- Selected passage -
○ ○ ○ ○ ○

Metadata-Version: 1.1
Name: osmtogtfs
Version: 0.1.4
Summary: Extracts partial GTFS feed from OSM data.
Home-page: https://github.com/hiposfer/osmtogtfs
Author: Mehdi Sadeghi
Author-email: mehdi@mehdix.org
License: MIT
Description-Content-Type: UNKNOWN
Description: # osmtogtfs
        
        [![Build Status](https://travis-ci.org/hiposfer/osmtogtfs.svg?branch=master)](https://travis-ci.org/hiposfer/osmtogtfs) [![pypi](https://img.shields.io/pypi/v/osmtogtfs.svg)](https://pypi.python.org/pypi/osmtogtfs)
        
        Extracts partial GTFS feed from OSM data.
        
        OpenStreeMaps data contain information about bus, tram, train and other public transport means.
        This information is not enought for providing a complete routing service, most importantly because
        it lacks timing data. However, it still contains routes, stop positions and some other useful data.
        
        This tool takes an OSM file or URI and thanks to [osmium](http://osmcode.org/) library converts it to a partial 
        [GTFS](https://developers.google.com/transit/gtfs/reference/) feed. GTFS is the de facto standard 
        for sharing public transport information and there are many tools around it. The resulting feed would
        not validate if you check it, because it is of course partial. Nevertheless, it is yet valuable to us.
        
        # Installation
        This tool uses osmium which is a C++ library built using boost, so one should install that first.
        The best way would be using the package manager of your OS and installing [pyosmium](https://github.com/osmcode/pyosmium).
        
        Afterwards install the script from pypi:
        
            $ pip install osmtogtfs
        
        Alternatively you can clone the repo and install it:
        
            $ git clone https://github.com/hiposfer/osmtogtfs & cd osmtogtfs
            $ python setup.py install
        
        This will install `osmtogtfs` command on your system. You can also directly run the `osmtogtfs.py` script found
        in the source directory. Make sure to run it with python 3.

○ ○ ○ ○ ○

- Data segment -
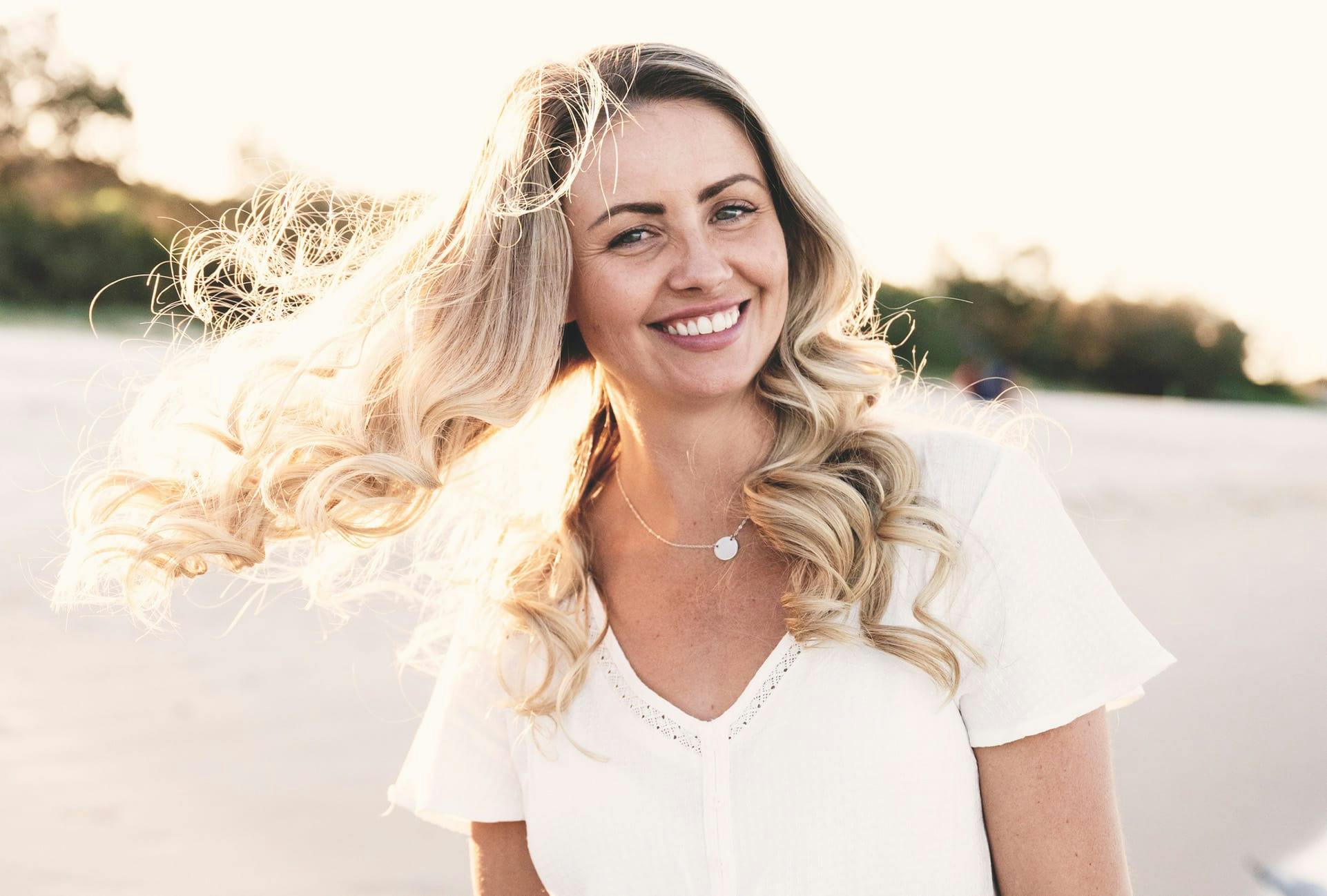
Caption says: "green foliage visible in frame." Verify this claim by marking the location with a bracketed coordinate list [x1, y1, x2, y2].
[0, 198, 168, 319]
[876, 273, 1301, 402]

○ ○ ○ ○ ○

Pick up the osmtogtfs package description where it stops and write what follows.

        
        # Tests
        We use the wonderful `pytest` package for testing. Install pytest and run the tests:
        
            $ pip install pytest
            $ pytest -s tests/tests.py
        
        `-s` disables capturing and shows us more output (such as print statements and log messages).
        
        ## Pytest Caching
        In order to run tests faster we use caching. The result of OSM preprocessing will be cached and used
        for subsequent tests. In order to clear the cache run pytest with `--cache-clear` option. Alternatively
        you can delete `.cache` folder.
        
        ## Profiling
        In order to profile the code we use `cProfile`:
            
            # For the `osmtogtfs` script
            $ python -m cProfile -s cumtime osmtogtfs.py resources/osm/bremen-latest.osm.pbf --outdir tests/out > tests/benchmark.txt
        
        You will find results in [`tests/benchmark.txt`](tests/benchmark.txt).
        Theses results are produced on an Archlinux machine with an Intel(R) Core(TM) i5-3210M CPU @ 2.50GHz CPU with 16GB RAM.
        
        # Usage
        Run the tool over your OSM data source (or whatever osmium accepts):
        
            python osmtogtfs.py <osmfile>
        
        After a while, depending on the file size, a file named `gtfs.zip` will be produced inside the working directory.
        Moreover, if you install the package, you will get an script called `osmtogtfs` in your python path:
        
            $ osmtogtfs --help
            Usage: osmtogtfs [OPTIONS] INPUT
        
            Options:
              --outdir PATH   Store output in this directory.
              --zipfile PATH  Save as Zip file if provided.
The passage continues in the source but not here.